§ The problem: Copy exactly the lines from the one containing "Could you point out the blue tent" through the last line of the records, both included, and nothing more.
___ Rows ___
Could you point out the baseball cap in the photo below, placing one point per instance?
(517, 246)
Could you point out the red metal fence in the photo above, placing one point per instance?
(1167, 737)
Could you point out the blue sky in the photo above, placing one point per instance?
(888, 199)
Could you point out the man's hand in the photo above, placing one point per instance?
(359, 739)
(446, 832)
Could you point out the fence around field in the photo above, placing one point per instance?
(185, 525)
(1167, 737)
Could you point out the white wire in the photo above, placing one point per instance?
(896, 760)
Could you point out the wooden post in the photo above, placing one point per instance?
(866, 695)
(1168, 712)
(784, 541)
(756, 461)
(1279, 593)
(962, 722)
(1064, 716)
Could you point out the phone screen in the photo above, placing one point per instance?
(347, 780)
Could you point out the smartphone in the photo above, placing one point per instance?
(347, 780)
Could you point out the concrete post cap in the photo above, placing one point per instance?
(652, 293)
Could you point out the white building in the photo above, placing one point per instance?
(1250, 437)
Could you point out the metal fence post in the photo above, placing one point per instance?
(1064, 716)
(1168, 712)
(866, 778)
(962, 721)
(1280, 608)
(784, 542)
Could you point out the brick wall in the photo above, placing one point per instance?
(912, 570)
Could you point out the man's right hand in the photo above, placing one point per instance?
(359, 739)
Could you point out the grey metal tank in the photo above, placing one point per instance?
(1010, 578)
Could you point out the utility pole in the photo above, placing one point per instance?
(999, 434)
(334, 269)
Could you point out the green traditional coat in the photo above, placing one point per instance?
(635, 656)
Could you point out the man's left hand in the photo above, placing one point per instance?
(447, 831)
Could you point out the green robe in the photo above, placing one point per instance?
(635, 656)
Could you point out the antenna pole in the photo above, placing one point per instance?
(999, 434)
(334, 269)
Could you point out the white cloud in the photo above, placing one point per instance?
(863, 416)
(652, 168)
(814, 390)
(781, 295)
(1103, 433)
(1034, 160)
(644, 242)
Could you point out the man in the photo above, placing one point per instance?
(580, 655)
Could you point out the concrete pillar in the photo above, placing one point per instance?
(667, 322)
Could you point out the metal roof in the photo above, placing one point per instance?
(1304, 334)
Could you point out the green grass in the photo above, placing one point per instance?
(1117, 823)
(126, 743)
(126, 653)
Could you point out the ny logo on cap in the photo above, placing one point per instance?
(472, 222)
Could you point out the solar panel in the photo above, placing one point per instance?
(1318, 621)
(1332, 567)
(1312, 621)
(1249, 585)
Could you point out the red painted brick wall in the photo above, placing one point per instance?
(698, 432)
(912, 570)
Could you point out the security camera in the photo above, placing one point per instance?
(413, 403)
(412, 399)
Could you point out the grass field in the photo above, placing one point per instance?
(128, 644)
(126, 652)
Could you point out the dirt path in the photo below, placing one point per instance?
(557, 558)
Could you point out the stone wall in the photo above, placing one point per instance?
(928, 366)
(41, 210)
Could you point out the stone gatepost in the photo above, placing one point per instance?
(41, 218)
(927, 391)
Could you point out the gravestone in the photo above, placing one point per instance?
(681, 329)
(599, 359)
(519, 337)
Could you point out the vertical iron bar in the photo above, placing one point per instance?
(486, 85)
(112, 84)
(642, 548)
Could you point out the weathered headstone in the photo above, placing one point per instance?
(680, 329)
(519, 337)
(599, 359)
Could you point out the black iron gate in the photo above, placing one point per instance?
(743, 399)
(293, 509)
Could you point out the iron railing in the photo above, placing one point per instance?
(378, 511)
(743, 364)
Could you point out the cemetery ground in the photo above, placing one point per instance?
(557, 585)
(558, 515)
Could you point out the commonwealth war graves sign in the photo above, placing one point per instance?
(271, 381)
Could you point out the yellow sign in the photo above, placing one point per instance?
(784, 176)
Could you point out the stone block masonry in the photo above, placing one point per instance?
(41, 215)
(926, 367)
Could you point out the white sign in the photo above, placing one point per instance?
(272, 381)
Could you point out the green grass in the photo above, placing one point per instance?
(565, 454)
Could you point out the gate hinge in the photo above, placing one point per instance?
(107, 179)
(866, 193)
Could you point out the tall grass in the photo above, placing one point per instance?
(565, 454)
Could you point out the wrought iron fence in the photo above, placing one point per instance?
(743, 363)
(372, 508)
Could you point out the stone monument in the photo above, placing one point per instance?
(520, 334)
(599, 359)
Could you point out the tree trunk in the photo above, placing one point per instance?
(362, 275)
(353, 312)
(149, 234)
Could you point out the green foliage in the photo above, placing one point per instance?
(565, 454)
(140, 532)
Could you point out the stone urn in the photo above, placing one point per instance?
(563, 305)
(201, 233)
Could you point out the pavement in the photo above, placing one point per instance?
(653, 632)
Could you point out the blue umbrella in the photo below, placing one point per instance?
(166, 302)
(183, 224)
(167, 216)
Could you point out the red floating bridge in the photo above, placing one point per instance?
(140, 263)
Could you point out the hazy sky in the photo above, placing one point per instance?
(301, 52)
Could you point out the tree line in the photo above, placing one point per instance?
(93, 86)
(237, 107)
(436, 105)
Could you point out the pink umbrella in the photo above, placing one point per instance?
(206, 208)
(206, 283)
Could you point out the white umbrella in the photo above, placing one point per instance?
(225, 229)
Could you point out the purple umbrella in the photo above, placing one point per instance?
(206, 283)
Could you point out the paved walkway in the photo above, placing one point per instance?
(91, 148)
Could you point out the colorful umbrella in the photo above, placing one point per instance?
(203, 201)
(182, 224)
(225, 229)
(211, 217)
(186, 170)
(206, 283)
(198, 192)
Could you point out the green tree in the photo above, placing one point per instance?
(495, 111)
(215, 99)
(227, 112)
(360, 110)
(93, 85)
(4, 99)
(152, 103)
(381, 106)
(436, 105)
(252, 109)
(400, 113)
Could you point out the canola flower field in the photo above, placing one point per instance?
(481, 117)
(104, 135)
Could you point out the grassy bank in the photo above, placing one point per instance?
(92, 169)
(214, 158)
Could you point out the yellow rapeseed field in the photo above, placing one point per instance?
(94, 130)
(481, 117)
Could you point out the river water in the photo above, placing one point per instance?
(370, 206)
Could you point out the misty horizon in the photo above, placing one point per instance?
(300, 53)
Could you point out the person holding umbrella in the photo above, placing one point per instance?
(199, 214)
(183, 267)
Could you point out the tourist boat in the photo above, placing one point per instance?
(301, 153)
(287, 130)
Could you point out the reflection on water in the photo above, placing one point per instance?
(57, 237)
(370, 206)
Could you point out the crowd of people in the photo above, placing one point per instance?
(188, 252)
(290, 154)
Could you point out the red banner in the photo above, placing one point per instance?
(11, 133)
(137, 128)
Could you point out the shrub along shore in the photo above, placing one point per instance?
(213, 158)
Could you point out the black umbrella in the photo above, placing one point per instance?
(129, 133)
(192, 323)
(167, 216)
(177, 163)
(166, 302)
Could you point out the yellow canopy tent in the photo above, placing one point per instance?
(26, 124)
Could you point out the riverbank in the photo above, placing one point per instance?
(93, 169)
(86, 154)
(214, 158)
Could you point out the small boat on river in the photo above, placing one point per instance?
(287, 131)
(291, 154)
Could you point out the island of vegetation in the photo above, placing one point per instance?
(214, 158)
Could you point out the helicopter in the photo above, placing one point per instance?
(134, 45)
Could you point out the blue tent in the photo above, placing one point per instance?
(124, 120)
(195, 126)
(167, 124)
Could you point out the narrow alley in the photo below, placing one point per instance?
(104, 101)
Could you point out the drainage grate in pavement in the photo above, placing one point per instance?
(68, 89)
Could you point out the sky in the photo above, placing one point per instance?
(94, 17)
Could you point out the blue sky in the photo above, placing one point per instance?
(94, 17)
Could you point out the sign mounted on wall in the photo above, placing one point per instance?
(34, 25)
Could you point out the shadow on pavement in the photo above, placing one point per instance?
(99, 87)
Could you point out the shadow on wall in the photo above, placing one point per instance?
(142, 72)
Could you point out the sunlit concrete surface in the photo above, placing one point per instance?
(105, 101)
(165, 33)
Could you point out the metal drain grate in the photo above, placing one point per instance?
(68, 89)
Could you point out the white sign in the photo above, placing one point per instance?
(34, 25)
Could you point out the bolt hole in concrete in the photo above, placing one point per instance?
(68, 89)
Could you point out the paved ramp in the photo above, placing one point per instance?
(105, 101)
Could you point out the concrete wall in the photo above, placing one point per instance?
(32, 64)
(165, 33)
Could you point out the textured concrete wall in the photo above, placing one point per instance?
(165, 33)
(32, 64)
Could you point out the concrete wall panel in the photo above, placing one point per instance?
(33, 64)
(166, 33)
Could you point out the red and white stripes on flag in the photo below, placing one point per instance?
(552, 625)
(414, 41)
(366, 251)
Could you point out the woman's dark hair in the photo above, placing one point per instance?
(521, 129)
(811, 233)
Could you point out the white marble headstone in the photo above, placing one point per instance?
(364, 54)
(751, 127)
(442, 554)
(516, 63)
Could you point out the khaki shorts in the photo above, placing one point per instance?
___
§ Solution to the problem:
Could you point out the blue tent in the photo above, placing one point per instance?
(124, 120)
(195, 126)
(167, 124)
Could you point out the narrow alley in the photo below, placing one point per instance?
(104, 101)
Could you point out the drainage grate in pavement in the photo above, placing one point per instance?
(68, 89)
Could you point out the sky in the photo above, placing one point per instance?
(94, 17)
Could you point out the blue sky in the photo above, placing one point per instance?
(94, 17)
Could you point out the sign mounted on wall in the photo above, placing one point per instance?
(34, 25)
Could you point out the shadow on pavement in the photo above, placing one point per instance?
(99, 87)
Could you point out the shadow on wall in the photo above, placing one point per instance?
(142, 72)
Could you point out the sunlit concrete surface in the photo above, placing one point per instance?
(105, 101)
(165, 33)
Could you point out the metal drain grate in the photo above, placing one point per instance?
(68, 89)
Could you point out the white sign in the photo above, placing one point per instance?
(34, 25)
Could you point out the bolt hole in concrete in the photo above, placing one point per instance?
(68, 89)
Could you point out the paved ramp in the photo above, placing one point per instance?
(105, 101)
Could you point out the concrete wall in the photo above, placing one point per instance?
(32, 64)
(165, 33)
Could you point out the textured concrete wall in the photo above, placing one point per instance?
(165, 33)
(32, 64)
Could you point out the concrete wall panel in the photo above, placing one point per instance?
(33, 64)
(166, 33)
Could you point out the red and white stripes on flag in the photo below, placing one point per instance?
(552, 625)
(414, 41)
(366, 251)
Could you point out the woman's dark hair in the photo above, placing one point per instance?
(521, 129)
(811, 233)
Could you point out the white marble headstone in the photo above, placing one point per instance?
(364, 54)
(751, 127)
(442, 554)
(516, 63)
Could you point out the khaki shorts in the photo above, placing one point per instance?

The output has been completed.